▶ **Problem description**: Count how many lines of the entries below contain the word "dish", and reply with only that number.

---*---

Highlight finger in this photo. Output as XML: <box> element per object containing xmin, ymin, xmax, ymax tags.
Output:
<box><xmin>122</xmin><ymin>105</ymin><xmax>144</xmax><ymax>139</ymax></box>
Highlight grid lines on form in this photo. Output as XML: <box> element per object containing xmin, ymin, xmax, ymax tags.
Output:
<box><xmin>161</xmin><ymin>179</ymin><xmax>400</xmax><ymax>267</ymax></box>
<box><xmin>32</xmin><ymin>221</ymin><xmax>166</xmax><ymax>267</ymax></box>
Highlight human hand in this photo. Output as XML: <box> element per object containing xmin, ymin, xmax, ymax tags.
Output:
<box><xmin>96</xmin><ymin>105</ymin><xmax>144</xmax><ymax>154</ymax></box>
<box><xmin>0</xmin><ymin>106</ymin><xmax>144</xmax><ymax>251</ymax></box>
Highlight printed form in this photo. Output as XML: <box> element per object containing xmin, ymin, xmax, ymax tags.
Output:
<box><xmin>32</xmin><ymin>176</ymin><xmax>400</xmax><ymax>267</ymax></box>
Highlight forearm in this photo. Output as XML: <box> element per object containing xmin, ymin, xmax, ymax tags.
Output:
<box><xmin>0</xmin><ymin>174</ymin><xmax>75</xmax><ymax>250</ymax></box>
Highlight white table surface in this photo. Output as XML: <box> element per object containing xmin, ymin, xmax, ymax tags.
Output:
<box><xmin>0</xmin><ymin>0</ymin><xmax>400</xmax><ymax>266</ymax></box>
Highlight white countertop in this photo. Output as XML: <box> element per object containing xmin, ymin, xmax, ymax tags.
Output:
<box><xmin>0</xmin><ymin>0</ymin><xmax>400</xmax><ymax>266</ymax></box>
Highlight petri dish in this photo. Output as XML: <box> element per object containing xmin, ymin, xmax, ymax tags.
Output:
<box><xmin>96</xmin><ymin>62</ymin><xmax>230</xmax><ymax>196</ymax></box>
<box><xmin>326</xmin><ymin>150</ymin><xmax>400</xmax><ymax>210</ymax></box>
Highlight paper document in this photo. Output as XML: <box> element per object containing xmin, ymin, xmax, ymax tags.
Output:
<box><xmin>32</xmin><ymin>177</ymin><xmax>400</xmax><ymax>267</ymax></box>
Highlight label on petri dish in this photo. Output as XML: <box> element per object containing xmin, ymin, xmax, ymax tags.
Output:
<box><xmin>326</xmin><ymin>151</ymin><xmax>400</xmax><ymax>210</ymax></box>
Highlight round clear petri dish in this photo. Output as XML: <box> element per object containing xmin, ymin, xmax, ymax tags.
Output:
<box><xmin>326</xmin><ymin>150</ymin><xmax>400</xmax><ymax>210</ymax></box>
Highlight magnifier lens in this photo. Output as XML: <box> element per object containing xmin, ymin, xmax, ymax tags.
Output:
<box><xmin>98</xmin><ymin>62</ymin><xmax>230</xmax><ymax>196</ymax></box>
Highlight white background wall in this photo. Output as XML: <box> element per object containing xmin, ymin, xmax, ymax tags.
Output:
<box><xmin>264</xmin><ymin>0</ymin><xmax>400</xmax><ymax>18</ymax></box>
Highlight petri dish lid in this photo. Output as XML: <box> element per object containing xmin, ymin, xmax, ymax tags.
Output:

---*---

▶ **Problem solution**: 4